- [TESTO]
Troppo spesso, con il pretesto che la consulenza tecnica d'ufficio non è da considerarsi un mezzo di prova taluni magistrati trattengono la causa a sentenza senza aver ammesso la c.t.u. e senza tenere conto del fatto che, in certi casi, può diventare estremamente complesso per la parte che vuol far valere un suo diritto in giudizio dimostrare il fondamento delle proprie ragioni.
La Cassazione fa ora chiarezza sul punto: in alcuni casi (come quando si tratta di controversie in materia di responsabilità medica), il giudice non può negare una richiesta risarcitoria senza aver prima disposto una consulenza tecnica d'ufficio.
Anche se di norma la consulenza tecnica d'ufficio non è un mezzo di prova, lo diventa se la prova del danno è impossibile o estremamente difficile da fornire con i mezzi ordinari.
Nel caso preso in esame dai giudici della Suprema Corte, gli eredi di una paziente (che era deceduta perché il suo medico non aveva diagnosticato in tempo un cancro), si erano visti respingere la richiesta di risarcimento danni perché non provata. Peccato però che i magistrati non avessero voluto dare ingresso a una c.t.u. che pur era stata richiesta e che avrebbe invece consentito di dimostrare il danno.
La Cassazione con la sentenza 9245/2015 del 7 maggio (qui sotto allegata) ha accolto il ricorso degli eredi evidenziando che la Corte d'Appello è incorsa in errore laddove ha affermato che sarebbe stato onere delle parti attrici indicare il grado e il tempo della lesione subita.
La Corte fa notare che la quantificazione del danno può essere utile ma non certo indispensabile perché sia valido un atto di citazione
. Ma una vera e propria tirata d'orecchie per i giudici di merito arriva dalla Suprema Corte per il fatto che i magistrati non hanno tenuto conto del fatto che quando si ritiene generica una domanda di risarcimento del danno non la si può solo per questo respingere ma si deve applicare il disposto di cui all'articolo 164 del codice di procedura civile e quindi fissare un termine per integrare la domanda.E poi il giudice non può imputare alla parte di non aver assolto all'onere della prova se poi è lui stesso ad aver negato la prova offerta.
Insomma la sentenza è cassata e il giudizio è da rifare.

- [ISTRUZIONI OPERATIVE] Aggiorni l'articolo sulla consulenza tecnica d'ufficio riscrivendo tutto ciò che va da "Anche se di" fino a "dimostrare il danno.", con "paziente" sostituito da "assistita".

- [VOCI FORNITE]

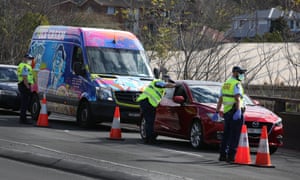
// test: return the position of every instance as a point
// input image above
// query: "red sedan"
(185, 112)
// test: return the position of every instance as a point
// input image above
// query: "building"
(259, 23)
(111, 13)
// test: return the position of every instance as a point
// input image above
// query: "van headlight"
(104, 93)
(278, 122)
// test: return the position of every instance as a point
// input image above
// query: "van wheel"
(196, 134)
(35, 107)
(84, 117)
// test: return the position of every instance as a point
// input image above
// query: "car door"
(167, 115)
--
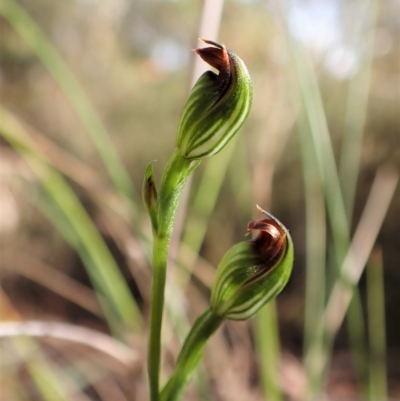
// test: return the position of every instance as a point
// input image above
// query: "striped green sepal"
==
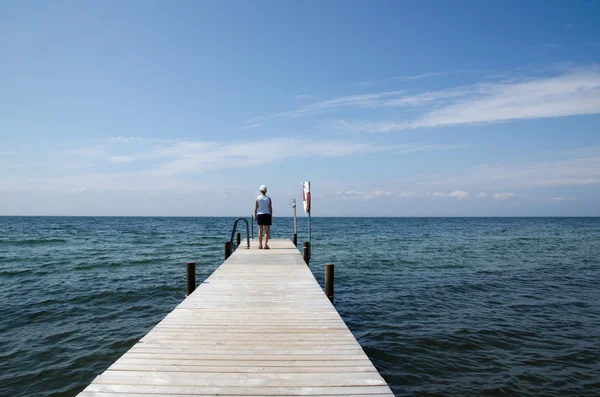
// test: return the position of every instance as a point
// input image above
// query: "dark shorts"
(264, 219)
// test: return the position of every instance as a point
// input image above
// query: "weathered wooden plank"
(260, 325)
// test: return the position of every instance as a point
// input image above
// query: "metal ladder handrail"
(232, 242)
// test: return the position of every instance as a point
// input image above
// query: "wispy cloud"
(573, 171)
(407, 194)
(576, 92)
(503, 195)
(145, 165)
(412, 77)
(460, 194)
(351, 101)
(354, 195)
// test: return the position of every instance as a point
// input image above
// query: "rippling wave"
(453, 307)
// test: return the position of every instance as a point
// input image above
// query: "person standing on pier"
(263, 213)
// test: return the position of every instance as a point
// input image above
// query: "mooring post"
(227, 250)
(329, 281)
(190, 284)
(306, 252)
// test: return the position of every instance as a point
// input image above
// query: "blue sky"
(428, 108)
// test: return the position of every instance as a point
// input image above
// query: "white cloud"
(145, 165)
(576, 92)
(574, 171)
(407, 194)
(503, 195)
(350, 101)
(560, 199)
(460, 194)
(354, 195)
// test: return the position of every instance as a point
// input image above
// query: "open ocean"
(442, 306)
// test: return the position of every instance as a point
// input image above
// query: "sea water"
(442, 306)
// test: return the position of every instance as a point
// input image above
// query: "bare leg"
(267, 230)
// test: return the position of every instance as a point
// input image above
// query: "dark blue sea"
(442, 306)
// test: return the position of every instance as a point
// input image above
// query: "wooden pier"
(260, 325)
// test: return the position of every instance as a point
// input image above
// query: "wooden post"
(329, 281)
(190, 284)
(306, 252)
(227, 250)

- [LA SUA SOLUZIONE]
Anche se di norma la consulenza tecnica d'ufficio non è un mezzo di prova, lo diventa se la prova del danno è impossibile o estremamente difficile da fornire con i mezzi ordinari.
Nel caso preso in esame dai giudici della Suprema Corte, gli eredi di una assistita (che era deceduta perché il suo medico non aveva diagnosticato in tempo un cancro), si erano visti respingere la richiesta di risarcimento danni perché non provata. Peccato però che i magistrati non avessero voluto dare ingresso a una c.t.u. che pur era stata richiesta e che avrebbe invece consentito di dimostrare il danno.